-- TASK PROMPT --
Reproduce all records exactly.

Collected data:
= = = =

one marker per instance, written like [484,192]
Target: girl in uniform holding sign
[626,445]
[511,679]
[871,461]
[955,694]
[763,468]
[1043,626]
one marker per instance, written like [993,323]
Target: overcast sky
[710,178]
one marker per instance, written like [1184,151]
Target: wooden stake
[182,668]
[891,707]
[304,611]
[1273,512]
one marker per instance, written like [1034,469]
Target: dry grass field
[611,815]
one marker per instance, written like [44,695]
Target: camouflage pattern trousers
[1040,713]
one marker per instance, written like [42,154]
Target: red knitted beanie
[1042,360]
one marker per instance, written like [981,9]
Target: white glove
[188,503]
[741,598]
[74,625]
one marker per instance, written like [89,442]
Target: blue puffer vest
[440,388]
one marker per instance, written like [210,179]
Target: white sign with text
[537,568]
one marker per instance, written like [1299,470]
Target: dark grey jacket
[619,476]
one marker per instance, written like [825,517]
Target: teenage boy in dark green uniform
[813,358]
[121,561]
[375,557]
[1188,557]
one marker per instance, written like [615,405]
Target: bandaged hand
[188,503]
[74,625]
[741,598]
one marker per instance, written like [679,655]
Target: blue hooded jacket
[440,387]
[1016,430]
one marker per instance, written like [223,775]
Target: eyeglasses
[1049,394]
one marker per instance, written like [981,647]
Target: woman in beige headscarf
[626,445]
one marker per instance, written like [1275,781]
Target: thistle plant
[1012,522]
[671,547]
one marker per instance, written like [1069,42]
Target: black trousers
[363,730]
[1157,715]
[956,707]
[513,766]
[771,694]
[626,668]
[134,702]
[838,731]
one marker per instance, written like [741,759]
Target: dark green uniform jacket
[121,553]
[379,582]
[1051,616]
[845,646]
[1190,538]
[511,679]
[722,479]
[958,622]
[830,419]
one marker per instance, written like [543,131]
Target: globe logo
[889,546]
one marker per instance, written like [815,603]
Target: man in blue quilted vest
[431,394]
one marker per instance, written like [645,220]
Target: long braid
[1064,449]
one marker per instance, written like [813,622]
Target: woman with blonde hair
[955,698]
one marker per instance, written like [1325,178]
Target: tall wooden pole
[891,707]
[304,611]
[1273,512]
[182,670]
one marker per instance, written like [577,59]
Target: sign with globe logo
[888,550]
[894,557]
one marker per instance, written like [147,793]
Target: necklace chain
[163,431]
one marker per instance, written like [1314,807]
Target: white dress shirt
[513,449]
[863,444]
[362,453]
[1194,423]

= = = =

-- COMPLETE RESPONSE --
one marker per instance, written like [484,192]
Target: girl in uniform holding sign
[626,445]
[511,679]
[871,461]
[955,694]
[763,468]
[1043,626]
one marker per instance, written like [993,323]
Target: overcast sky
[710,178]
one marker per instance, written like [1184,151]
Target: wooden stake
[182,668]
[891,707]
[304,611]
[1273,512]
one marker per instance, written like [1034,469]
Target: dry grass field
[611,815]
one marker per instance, written like [44,695]
Target: camouflage pattern trousers
[1040,713]
one marker per instance, written like [42,154]
Target: red knitted beanie
[1042,360]
one marker per instance, written like [981,9]
Target: white glove
[188,503]
[741,598]
[74,625]
one marker per instance, written like [89,442]
Target: blue puffer vest
[440,388]
one marker per instance, written like [210,179]
Target: white sign with text
[537,568]
one marker per instance, written like [1299,470]
Target: dark grey jacket
[619,476]
one marker per instance, written like [825,517]
Target: teenage boy in dark green uniform
[813,358]
[121,561]
[375,557]
[1188,557]
one marker per instance, written like [615,405]
Target: bandaged hand
[188,503]
[74,625]
[741,598]
one marker per instance, written like [679,655]
Target: blue hooded jacket
[440,387]
[1016,430]
one marker per instance, written like [223,775]
Target: eyeglasses
[1049,394]
one marker per instance, written like [981,647]
Target: woman in beige headscarf
[626,445]
one marker per instance, written like [1275,781]
Target: thistle plant
[1012,522]
[671,547]
one marker per instance, written like [1069,42]
Target: black trousers
[363,730]
[1157,715]
[956,707]
[513,766]
[771,694]
[626,668]
[134,702]
[838,731]
one marker per instance, written like [741,759]
Target: dark green uniform jacket
[121,553]
[379,582]
[1051,616]
[845,646]
[1190,538]
[511,679]
[722,479]
[958,622]
[830,419]
one marker per instance, written like [543,131]
Target: globe logo
[889,546]
one marker per instance, written like [815,603]
Target: man in blue quilted vest
[431,394]
one marker per instance, written like [645,220]
Target: long braid
[1064,449]
one marker per instance, written like [813,622]
Target: woman with blonde hair
[955,698]
one marker per instance, written like [1325,178]
Target: tall wooden pole
[891,707]
[304,611]
[1273,512]
[182,670]
one marker per instance, written like [577,59]
Target: sign with globe logo
[888,550]
[894,557]
one marker per instance, written like [147,793]
Target: necklace chain
[163,431]
one marker per instance, written like [1314,807]
Target: white dress shirt
[513,449]
[863,444]
[362,453]
[1194,423]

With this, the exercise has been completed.